**Selected passage**
■ ■ ■
The factors considered significant under “Economic Realities” are:
- The extent to which the services are an integral part of the principal’s business. As used here, “principal” basically means the entity that is hiring the worker.
- The permanency of the relationship.
- The amount of the alleged contractor’s investment in facilities and equipment.
- The nature and degree of control by the principal.
- The alleged contractor’s opportunities for profit and loss.
- The alleged contractor’s opportunities for profit and loss.
- The degree of independent business organization and operation.
Under the economic realities test, there are some factors, however, that are not considered material. The factors to which the economic realities test gives no weight are:
- The place where the work is performed.
- The presence or absence of a written employment or contracting agreement.
- Time and mode of payment.
- Whether or not an alleged independent contractor is licensed by state or local government.
In California, the “Economic Realities” test is rarely applied because California’s Fair Employment and Housing Act, Labor Code and wage rules are generally much more advantageous to workers than FLSA. The Dynamex decision is likely to skew the equation even more to workers’ favor in California.
■ ■ ■
**Supplied material**
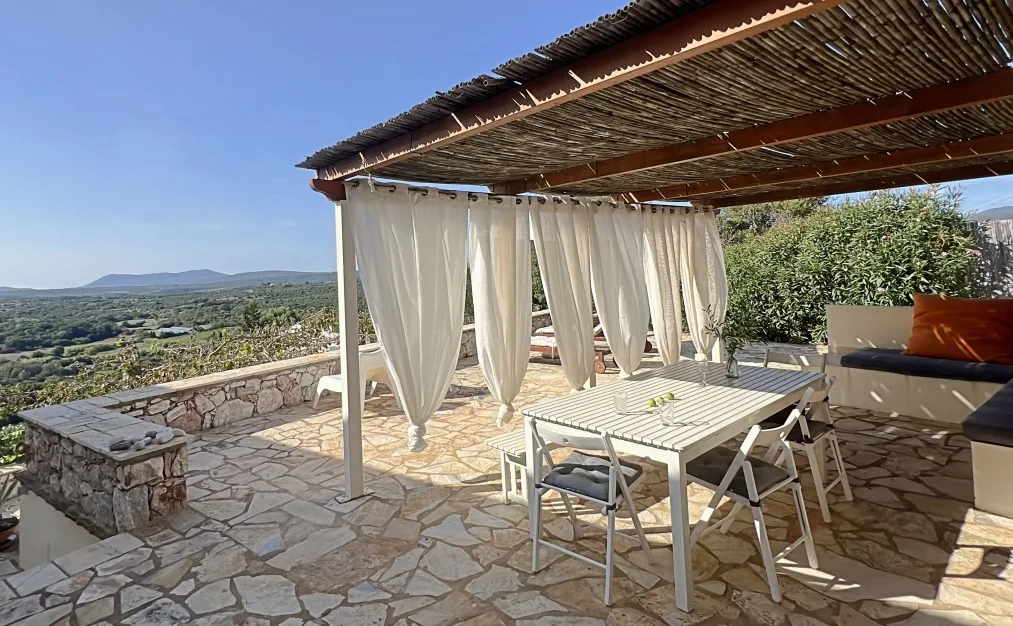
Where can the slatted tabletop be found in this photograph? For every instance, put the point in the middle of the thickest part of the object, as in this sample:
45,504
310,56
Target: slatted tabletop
704,415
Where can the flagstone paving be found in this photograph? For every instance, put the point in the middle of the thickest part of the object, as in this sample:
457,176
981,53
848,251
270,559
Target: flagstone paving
265,542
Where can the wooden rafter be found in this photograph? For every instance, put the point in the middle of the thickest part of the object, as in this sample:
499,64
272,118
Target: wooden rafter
713,26
953,151
937,98
965,172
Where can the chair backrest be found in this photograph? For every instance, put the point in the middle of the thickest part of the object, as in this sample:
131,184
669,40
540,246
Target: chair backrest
565,437
776,439
807,363
370,360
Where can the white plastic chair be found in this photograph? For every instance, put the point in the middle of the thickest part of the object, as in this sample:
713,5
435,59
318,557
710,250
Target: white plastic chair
814,428
602,480
372,367
747,480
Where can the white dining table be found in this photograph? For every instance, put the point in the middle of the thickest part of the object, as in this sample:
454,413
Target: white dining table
705,416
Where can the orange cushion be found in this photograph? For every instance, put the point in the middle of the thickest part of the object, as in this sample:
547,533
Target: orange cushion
962,329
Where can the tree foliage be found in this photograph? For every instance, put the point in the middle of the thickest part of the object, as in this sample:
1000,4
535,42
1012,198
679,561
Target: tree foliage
875,250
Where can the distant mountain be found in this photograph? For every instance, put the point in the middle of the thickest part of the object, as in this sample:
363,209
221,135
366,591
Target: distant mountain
999,213
193,277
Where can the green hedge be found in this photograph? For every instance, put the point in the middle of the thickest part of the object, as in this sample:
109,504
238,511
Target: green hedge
874,250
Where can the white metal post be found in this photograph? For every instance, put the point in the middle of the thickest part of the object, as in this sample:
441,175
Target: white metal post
347,327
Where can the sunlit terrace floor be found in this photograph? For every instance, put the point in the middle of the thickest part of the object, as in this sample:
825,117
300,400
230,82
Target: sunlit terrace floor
264,541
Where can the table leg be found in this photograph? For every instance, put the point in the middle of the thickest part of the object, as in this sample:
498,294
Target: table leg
529,478
679,501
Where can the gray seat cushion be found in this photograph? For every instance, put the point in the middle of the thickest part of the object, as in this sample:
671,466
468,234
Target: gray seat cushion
589,475
892,361
711,467
992,422
816,428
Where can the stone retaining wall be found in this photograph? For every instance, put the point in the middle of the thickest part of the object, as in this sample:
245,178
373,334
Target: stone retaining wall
69,465
208,401
204,402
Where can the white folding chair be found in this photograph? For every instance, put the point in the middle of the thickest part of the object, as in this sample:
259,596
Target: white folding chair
372,367
746,479
605,481
814,428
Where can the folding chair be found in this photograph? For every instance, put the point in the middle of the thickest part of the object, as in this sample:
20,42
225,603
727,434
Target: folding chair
604,480
811,436
747,480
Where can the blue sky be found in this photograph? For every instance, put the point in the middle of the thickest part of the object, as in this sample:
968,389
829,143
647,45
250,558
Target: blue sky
143,137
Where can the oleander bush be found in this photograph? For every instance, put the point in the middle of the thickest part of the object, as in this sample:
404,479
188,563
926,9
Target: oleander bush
876,249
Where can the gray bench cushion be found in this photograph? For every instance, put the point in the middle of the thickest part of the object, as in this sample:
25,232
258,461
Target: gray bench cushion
711,467
589,475
992,422
892,361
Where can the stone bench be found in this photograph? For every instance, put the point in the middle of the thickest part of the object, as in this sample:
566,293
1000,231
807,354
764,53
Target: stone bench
69,465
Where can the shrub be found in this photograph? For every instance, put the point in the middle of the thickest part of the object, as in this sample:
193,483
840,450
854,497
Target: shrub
874,250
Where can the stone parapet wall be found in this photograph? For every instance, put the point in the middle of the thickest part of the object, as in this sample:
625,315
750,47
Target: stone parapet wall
219,399
69,465
206,402
539,319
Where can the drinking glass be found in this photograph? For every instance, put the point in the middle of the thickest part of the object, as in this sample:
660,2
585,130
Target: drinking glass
667,413
620,399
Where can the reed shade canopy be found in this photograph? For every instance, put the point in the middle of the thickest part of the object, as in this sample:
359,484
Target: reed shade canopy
721,102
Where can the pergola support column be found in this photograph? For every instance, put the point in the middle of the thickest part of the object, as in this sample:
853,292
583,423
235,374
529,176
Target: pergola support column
347,327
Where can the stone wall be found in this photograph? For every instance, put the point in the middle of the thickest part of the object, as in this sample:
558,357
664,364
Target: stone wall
209,401
68,464
216,400
539,319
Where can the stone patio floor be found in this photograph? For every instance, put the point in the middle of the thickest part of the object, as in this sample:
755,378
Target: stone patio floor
265,542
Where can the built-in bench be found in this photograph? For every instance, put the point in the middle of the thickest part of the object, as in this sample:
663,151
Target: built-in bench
865,345
990,429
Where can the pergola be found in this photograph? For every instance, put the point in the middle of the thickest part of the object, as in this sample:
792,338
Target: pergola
718,102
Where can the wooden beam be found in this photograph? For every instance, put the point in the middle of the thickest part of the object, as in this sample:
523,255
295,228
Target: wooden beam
333,189
935,99
953,151
718,24
936,176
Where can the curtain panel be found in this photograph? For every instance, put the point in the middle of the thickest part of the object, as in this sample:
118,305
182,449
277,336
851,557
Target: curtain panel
663,239
500,284
411,249
562,242
618,282
705,286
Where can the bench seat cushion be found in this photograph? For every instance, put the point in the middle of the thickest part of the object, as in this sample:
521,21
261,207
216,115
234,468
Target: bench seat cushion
894,362
992,422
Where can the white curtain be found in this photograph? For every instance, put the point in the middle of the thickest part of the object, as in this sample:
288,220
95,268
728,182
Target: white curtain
618,282
704,283
661,246
562,241
411,248
500,287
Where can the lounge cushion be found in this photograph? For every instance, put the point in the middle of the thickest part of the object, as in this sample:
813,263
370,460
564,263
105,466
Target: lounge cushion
992,422
711,467
893,361
589,475
962,329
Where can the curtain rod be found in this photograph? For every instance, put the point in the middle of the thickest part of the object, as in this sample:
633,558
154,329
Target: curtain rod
496,197
542,199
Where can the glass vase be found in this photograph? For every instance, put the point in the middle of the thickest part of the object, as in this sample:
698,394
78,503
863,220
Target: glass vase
731,366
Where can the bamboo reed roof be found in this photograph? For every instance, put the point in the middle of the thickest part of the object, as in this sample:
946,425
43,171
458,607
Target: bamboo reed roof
814,67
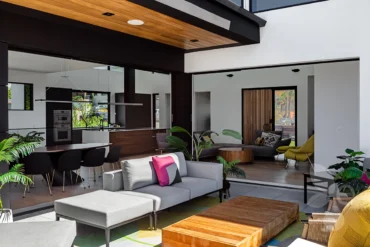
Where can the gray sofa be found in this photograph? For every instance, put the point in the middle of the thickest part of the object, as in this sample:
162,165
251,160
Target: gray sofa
138,178
258,151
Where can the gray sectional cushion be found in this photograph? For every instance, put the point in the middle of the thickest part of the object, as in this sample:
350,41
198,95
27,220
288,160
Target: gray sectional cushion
138,173
38,234
164,197
103,208
197,186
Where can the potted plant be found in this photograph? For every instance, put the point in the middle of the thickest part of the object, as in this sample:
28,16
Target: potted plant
349,174
230,169
199,146
12,150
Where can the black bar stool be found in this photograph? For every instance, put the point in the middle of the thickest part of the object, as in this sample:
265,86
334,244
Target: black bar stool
92,159
38,164
69,161
113,156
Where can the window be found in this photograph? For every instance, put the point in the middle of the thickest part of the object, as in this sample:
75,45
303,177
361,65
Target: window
89,110
262,5
156,119
238,2
20,96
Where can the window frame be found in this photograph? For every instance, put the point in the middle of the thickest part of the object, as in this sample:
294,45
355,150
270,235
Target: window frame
283,7
91,91
24,96
242,3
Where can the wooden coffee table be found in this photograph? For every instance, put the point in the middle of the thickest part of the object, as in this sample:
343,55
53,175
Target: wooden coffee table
241,222
245,155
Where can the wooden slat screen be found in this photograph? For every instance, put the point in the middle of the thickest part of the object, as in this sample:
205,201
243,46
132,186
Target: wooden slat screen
257,111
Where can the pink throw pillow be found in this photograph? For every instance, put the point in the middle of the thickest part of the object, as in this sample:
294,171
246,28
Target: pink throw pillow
166,170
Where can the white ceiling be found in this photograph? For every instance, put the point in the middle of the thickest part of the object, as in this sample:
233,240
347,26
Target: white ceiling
45,64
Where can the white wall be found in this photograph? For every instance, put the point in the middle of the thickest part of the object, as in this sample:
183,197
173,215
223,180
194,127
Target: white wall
226,95
337,111
328,30
88,79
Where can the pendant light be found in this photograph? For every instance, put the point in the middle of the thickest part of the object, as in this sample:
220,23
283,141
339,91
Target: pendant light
117,103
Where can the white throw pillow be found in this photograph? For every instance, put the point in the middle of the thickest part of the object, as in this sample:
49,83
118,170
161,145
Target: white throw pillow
270,139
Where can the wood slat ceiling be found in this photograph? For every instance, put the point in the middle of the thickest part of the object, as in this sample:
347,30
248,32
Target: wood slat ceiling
158,27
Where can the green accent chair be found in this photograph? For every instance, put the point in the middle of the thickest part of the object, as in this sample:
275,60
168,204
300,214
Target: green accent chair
302,153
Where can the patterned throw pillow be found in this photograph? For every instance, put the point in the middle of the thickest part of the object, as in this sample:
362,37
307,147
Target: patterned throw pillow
166,170
259,141
270,139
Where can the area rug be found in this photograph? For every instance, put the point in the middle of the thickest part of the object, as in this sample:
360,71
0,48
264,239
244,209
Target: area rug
137,234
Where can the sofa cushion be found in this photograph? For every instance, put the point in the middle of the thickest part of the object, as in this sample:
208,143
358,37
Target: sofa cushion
270,139
259,133
38,234
262,151
103,208
139,173
164,197
166,170
197,186
352,228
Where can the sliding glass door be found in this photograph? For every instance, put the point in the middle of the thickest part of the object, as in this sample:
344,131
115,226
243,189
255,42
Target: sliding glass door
285,112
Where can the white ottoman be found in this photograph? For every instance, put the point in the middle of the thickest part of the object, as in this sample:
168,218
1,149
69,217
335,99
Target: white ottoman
104,209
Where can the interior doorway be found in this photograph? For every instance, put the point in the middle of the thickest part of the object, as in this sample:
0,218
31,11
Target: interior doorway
203,111
269,109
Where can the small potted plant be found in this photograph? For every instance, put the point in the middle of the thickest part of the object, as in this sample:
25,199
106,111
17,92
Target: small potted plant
349,174
12,150
230,169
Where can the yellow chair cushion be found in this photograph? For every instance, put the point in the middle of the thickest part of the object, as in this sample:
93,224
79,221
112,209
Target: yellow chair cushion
353,226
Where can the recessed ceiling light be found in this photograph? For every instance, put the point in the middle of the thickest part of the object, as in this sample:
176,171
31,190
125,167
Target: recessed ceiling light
135,22
108,14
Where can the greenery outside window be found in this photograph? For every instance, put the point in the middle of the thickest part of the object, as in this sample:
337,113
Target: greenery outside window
87,110
20,96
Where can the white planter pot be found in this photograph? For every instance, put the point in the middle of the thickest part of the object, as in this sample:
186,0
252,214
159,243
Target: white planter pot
6,215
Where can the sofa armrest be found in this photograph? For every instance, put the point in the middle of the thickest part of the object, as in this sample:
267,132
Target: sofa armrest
113,181
207,170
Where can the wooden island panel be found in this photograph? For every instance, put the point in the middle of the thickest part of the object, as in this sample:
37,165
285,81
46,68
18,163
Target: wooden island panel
135,141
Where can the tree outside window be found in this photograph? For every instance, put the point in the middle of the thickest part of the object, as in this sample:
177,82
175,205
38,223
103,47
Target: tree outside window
86,110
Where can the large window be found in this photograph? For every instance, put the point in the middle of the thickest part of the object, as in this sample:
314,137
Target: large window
20,96
89,110
263,5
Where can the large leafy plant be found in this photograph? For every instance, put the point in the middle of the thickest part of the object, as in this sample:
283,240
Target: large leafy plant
200,145
348,173
230,168
12,150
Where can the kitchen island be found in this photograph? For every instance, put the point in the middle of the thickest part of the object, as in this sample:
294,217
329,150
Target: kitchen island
131,141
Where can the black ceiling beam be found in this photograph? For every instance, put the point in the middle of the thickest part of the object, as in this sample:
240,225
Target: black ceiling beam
37,32
243,29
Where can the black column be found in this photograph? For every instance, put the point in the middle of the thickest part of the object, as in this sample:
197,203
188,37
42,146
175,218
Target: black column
129,85
181,88
4,114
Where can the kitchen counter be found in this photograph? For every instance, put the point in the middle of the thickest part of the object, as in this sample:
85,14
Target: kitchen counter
131,141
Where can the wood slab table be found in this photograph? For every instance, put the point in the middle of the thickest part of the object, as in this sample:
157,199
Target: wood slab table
241,222
244,155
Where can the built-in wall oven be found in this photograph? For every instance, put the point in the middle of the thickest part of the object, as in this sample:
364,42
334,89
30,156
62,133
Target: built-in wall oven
62,126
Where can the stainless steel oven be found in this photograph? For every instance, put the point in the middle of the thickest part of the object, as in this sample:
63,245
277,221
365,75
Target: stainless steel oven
62,126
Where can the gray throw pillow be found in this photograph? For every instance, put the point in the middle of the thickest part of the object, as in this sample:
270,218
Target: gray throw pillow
270,139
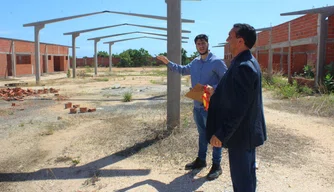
■ ■ ■
**Activities**
1. Decide whether each statement agrees with the passage on the economic realities test, answering yes or no and quoting the deciding words: (a) The place where the work is performed is given no weight. (b) The permanency of the relationship is a significant factor. (c) California courts frequently apply the economic realities test.
2. Pick up the passage on the economic realities test after its last sentence and continue it.

**Task responses**
1.
(a) Yes: "The factors to which the economic realities test gives no weight are:" and "The place where the work is performed."
(b) Yes: "The factors considered significant under “Economic Realities” are:" and "The permanency of the relationship."
(c) No: "In California, the “Economic Realities” test is rarely applied"

2.
Misclassification, Penalties, and Remedies
Just as there are numerous contexts under which the classification of an employee or independent contractor becomes important, there are also a variety of penalties to which an employer might be subject for a misclassification and a number of ways a misclassified employee might be able to recover damages.
Under California Labor Code § 226.8, it is unlawful for any employer to willfully misclassify an individual as an independent contractor.
Engaging in willful misclassification can subject an employer to a civil penalty by the Labor and Workforce Development Agency of anywhere from $5,000 to $15,000 for each violation.
“Willful misclassification” means “avoiding employee status for an individual by voluntarily and knowingly misclassifying that individual as an independent contractor.” Labor Code §226.8(j).
If the Labor and Workforce Development Agency, or any court, finds that an employer has engaged in a “pattern or practice” of misclassification violations, the employer may be subject to civil penalties ranging from $10,000 to $25,000 per violation.
The penalties applied by the IRS can be even heavier. Any person who misclassifies an employee as an independent contractor for the purpose of willfully attempting to evade or defeat any tax under the Internal Revenue Code may be found guilty of a felony, fined up to $100,000 and sentenced up to five years in prison. 26 U.S.C. §7201. The IRS may even impose penalties for misclassifications that are unintentional. See 26 U.S.C. §3102(f), §3509.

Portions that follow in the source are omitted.